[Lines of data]
··········
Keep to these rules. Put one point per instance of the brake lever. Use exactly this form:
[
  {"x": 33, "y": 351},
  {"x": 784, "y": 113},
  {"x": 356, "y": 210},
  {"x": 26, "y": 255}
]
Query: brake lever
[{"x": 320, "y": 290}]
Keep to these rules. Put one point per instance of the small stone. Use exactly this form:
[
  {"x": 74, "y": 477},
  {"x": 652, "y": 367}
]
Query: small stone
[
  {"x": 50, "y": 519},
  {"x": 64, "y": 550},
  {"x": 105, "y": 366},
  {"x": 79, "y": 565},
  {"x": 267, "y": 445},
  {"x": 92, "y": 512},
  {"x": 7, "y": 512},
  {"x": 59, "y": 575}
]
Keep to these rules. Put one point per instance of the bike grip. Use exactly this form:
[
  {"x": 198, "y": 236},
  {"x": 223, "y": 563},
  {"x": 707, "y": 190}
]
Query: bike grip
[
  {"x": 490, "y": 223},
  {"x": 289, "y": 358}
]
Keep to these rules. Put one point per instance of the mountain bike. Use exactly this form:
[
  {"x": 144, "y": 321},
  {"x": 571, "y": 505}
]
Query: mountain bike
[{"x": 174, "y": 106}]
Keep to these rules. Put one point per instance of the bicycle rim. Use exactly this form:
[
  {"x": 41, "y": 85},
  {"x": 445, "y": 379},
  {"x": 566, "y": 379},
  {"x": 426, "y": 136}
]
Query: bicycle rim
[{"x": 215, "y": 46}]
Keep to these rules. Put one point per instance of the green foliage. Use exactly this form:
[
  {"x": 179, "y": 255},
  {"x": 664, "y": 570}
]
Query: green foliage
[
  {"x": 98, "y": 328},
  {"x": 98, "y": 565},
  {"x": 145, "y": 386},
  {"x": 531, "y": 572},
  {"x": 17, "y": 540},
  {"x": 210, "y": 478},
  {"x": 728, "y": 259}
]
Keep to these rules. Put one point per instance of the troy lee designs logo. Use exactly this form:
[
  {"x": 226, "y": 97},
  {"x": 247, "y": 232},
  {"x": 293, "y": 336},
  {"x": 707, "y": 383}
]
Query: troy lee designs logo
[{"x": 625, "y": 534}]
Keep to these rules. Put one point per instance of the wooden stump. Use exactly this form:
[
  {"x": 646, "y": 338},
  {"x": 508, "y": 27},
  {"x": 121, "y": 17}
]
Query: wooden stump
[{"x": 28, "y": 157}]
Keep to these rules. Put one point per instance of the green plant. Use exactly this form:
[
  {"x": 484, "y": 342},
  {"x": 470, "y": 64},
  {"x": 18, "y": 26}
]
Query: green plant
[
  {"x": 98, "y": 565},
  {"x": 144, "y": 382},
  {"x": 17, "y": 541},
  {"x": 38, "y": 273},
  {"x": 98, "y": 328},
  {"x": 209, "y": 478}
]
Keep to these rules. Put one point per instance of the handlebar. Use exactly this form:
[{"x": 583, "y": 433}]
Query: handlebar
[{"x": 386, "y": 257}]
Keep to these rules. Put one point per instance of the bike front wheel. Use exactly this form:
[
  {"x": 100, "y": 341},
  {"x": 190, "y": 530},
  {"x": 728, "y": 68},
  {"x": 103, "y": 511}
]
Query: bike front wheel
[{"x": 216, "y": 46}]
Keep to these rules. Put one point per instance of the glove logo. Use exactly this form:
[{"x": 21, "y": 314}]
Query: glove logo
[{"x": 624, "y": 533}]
··········
◆ **WHAT YOU ARE ASKED TO DO**: Transfer the rows, requests included, starting at the line that contains "of the glove" and continuing through the end of the rows. Add 138 to every x and y coordinate in the answers, and leave the coordinates in the requests and their format samples unchanged.

◆ **PROBLEM SOLUTION**:
Keep to these rules. Put one point per instance of the glove logo. Use exactly this form:
[{"x": 21, "y": 314}]
Query: glove logo
[{"x": 762, "y": 671}]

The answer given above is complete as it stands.